• [Exercise set]:
1. Return the passage from the article on the Defender DigiCert false positive between "On April 30, 2026, Microsoft" and "numerous affected endpoints.", inclusive, copied word for word.
2. In the article on the Defender DigiCert false positive, shorten the paragraph that begins "Despite the alarm raised by Defender" and keep its main facts.
3. Write what follows the last sentence of the article on the Defender DigiCert false positive.
Start of Source text
On April 30, 2026, Microsoft Defender’s signature update inadvertently misclassified two legitimate DigiCert root certificates as a severe threat, specifically Trojan:Win32/Cerdigent.A!dha. This misclassification led to the quarantine of the DigiCert Assured ID Root CA and Trusted Root G4, disrupting SSL/TLS validation across numerous affected endpoints.
In response to the growing concerns surrounding compromised certificates from a recent DigiCert breach, Microsoft had introduced new malware detections. However, within hours, these detections erroneously flagged the registry entries of the two trusted root certificates, which are essential for validating SSL/TLS sessions and ensuring the integrity of signed installers and code-signing chains across enterprise software.
Inside the False Positive
Microsoft’s decision to add the Trojan detection was a precautionary measure aimed at customer protection. Unfortunately, this led to a cascade of false-positive alerts, as the Defender antimalware signature mistakenly identified the legitimate root certificates as high-severity threats. The company later acknowledged the error, stating that the alert logic was adjusted to suppress the erroneous notifications.
Despite the alarm raised by Defender, there was no actual compromise of the DigiCert certificates. Administrators were able to verify that the certificate hashes matched the officially published values from DigiCert. The confusion stemmed from a failure to properly constrain the new compromised-certificate detection to only the revoked end-entity signing certificates associated with a separate incident involving the Zhong Stealer malware. This oversight resulted in a misalignment between the intended targets of the detection and the actual certificates flagged.
End of Source text
Start of Entries provided
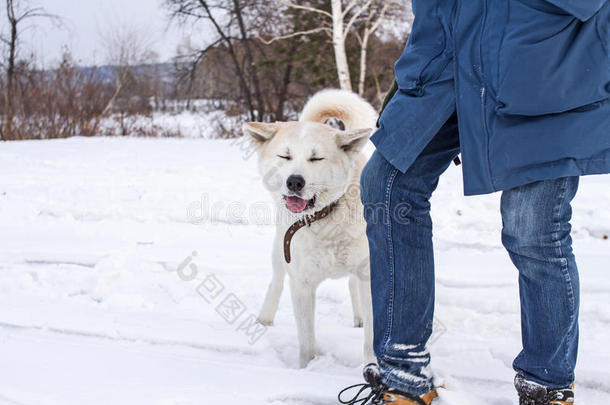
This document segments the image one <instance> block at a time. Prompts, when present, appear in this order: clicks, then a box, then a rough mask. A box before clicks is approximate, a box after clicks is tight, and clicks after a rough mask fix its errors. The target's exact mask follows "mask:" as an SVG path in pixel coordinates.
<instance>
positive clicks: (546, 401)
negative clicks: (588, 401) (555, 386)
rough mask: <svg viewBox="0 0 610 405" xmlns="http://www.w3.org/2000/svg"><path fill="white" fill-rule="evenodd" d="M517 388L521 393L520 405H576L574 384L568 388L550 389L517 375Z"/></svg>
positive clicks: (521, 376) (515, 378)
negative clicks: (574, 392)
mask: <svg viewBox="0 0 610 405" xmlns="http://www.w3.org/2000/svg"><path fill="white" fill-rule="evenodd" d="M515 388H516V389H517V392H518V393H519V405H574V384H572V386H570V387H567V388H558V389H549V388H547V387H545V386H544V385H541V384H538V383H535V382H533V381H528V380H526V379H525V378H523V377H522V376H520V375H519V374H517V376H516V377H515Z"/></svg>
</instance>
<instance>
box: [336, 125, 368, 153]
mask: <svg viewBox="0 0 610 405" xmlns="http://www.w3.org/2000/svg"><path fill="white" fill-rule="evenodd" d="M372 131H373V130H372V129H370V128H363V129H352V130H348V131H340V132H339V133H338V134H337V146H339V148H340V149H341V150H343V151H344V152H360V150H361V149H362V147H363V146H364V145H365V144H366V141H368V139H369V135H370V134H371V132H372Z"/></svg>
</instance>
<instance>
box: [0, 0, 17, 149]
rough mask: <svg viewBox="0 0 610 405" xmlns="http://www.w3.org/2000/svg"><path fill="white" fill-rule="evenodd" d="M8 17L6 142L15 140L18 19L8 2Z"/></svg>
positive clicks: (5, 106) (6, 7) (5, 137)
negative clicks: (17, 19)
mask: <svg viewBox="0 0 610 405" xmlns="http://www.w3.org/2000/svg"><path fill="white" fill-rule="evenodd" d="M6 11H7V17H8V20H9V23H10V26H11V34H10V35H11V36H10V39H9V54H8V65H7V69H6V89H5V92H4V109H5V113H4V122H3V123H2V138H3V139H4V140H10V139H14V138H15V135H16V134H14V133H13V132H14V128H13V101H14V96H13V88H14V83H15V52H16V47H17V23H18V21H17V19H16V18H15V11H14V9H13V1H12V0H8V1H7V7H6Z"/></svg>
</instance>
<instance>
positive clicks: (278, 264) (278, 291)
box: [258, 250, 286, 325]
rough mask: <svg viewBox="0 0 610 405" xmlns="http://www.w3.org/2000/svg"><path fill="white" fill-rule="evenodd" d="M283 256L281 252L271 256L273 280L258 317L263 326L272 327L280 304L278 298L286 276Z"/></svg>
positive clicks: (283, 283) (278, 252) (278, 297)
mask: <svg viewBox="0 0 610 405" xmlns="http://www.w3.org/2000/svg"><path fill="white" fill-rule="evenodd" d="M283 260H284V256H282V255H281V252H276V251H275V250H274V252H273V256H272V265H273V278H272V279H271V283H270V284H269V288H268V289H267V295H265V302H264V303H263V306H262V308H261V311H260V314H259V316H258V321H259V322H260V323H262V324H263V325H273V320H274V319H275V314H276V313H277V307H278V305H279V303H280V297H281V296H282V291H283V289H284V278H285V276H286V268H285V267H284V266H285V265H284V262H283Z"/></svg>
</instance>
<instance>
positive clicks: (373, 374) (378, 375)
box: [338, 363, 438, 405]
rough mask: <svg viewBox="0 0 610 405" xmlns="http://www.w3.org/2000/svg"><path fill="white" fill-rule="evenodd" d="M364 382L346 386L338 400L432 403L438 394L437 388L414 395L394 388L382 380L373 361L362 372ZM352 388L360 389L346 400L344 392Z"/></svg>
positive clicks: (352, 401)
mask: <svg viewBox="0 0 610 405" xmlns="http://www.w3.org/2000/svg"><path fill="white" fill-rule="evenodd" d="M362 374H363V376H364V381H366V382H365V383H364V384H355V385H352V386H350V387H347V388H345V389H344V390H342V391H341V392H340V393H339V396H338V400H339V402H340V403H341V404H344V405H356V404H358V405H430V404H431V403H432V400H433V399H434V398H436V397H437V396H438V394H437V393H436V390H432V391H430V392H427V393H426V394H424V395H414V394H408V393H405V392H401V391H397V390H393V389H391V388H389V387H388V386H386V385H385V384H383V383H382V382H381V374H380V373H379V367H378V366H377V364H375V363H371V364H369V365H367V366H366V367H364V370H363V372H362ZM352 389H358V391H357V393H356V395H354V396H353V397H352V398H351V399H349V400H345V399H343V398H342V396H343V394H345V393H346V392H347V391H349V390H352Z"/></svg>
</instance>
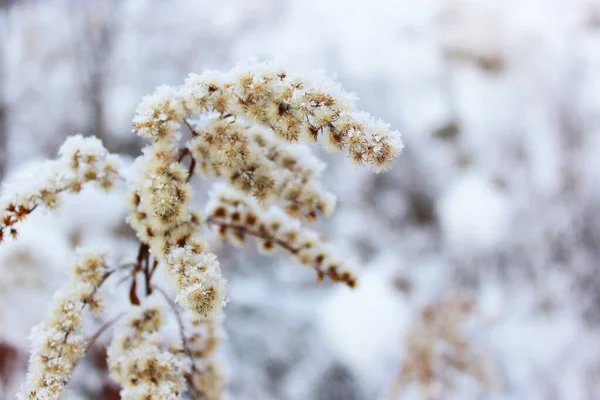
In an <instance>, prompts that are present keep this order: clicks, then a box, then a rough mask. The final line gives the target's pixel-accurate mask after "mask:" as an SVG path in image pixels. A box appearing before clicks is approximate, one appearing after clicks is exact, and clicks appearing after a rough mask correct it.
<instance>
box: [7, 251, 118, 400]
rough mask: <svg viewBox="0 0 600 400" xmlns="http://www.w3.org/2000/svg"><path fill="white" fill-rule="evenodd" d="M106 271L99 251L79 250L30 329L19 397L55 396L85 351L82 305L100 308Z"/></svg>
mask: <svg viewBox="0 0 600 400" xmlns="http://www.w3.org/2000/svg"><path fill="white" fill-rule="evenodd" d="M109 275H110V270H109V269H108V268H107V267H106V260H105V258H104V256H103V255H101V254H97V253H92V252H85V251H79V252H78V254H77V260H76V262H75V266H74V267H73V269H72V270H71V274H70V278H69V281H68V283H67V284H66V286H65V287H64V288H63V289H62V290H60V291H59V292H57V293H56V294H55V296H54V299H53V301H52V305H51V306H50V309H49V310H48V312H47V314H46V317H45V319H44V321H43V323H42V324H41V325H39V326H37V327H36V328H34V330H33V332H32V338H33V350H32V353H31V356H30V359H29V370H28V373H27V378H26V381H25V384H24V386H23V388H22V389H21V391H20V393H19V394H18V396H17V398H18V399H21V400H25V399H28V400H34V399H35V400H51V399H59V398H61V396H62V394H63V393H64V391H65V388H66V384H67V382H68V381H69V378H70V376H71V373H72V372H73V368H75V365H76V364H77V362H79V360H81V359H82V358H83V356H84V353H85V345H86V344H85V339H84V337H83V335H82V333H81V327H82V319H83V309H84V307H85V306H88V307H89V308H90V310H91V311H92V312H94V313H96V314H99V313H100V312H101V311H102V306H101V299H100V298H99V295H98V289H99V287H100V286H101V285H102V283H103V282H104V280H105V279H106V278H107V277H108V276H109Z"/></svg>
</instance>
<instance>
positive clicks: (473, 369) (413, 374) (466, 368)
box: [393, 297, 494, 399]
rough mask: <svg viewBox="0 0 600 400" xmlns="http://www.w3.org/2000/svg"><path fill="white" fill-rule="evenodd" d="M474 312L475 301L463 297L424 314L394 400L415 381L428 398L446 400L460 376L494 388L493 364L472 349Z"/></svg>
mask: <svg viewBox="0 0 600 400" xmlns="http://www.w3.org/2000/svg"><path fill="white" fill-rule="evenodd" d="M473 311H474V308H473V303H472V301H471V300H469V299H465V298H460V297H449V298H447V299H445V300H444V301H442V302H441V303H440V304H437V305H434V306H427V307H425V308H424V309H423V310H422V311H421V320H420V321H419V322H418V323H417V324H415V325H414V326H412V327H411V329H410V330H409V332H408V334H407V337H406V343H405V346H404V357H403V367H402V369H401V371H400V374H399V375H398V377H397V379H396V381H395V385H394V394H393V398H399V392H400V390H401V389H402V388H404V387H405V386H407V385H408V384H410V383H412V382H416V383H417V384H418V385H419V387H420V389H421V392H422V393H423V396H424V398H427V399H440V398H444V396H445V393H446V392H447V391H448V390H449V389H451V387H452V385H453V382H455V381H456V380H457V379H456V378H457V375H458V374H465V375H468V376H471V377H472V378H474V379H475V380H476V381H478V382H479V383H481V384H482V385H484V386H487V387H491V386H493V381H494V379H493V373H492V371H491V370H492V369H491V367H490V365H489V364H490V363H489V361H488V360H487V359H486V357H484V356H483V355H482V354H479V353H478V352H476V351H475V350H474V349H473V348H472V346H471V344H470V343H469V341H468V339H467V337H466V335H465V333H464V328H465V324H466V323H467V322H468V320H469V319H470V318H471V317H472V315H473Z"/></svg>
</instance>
End of Entries provided
• [Answers to the exercises]:
1.
On April 30, 2026, Microsoft Defender’s signature update inadvertently misclassified two legitimate DigiCert root certificates as a severe threat, specifically Trojan:Win32/Cerdigent.A!dha. This misclassification led to the quarantine of the DigiCert Assured ID Root CA and Trusted Root G4, disrupting SSL/TLS validation across numerous affected endpoints.

2. The DigiCert certificates were never actually compromised. Administrators confirmed that their hashes matched DigiCert's published values. The problem came from the new compromised-certificate detection. It was not limited to the revoked end-entity signing certificates from the separate Zhong Stealer incident, so it flagged certificates it was never meant to target.

3.
A Recurring Defender False-Positive Pattern
This incident is not the first time Microsoft Defender has misidentified legitimate software as malicious. In 2022, the antivirus engine mistakenly flagged Microsoft Office as a virus, prompting the company to pledge tighter controls on false positives. However, the recent misfire highlights that these commitments have not fully extended to the certificate-detection pathway.
Organizations that have implemented restrictive update policies may still face challenges, as endpoints that blocked the corrective definition will continue to experience SSL/TLS validation failures. Until administrators deploy Security Intelligence version 1.449.430.0 or later, or manually restore the DigiCert roots, these systems will remain vulnerable, rejecting signed code and disrupting essential operations.